====== DATASET RECORDS ======

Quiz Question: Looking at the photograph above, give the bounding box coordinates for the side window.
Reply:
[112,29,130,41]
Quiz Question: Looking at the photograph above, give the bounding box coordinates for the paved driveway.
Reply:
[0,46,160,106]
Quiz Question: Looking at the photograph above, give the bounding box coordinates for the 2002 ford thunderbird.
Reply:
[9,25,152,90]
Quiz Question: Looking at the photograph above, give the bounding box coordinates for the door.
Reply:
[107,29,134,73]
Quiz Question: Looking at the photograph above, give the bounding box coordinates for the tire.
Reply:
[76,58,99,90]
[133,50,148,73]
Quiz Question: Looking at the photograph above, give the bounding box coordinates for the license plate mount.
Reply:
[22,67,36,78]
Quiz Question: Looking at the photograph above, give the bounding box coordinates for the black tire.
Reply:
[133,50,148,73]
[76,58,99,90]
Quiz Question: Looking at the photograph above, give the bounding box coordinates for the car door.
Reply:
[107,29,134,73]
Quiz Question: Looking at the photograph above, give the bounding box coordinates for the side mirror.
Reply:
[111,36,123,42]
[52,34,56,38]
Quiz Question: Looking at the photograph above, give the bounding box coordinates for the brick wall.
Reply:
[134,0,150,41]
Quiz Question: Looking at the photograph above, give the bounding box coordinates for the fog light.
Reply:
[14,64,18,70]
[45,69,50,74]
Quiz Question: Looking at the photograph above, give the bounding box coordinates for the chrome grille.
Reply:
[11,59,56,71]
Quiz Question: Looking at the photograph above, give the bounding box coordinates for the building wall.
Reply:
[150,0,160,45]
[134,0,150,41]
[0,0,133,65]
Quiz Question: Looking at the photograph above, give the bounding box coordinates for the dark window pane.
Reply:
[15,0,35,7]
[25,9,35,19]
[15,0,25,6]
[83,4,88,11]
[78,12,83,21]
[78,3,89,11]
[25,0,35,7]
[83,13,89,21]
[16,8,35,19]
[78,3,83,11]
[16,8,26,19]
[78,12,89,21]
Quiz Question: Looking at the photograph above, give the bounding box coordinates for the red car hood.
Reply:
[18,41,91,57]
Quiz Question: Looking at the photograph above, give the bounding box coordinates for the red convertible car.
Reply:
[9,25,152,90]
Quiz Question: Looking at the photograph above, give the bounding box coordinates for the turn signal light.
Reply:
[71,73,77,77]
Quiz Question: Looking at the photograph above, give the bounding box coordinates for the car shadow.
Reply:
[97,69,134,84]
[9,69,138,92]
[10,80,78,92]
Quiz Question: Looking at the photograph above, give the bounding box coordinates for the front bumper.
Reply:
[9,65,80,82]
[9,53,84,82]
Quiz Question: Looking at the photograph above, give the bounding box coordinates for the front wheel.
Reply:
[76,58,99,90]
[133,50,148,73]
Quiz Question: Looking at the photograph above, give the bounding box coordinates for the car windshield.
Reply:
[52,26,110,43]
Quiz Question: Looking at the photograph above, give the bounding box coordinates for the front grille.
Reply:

======

● **ACTIVITY**
Only lines containing the string "side" belong in the answer; find them in the data above and copy them.

● **WRITTEN RESPONSE**
Quiz Question: Looking at the photograph above, give the bounding box coordinates for the side window.
Quiz Question: Looking at the photograph above, give the bounding box coordinates for the side mirror.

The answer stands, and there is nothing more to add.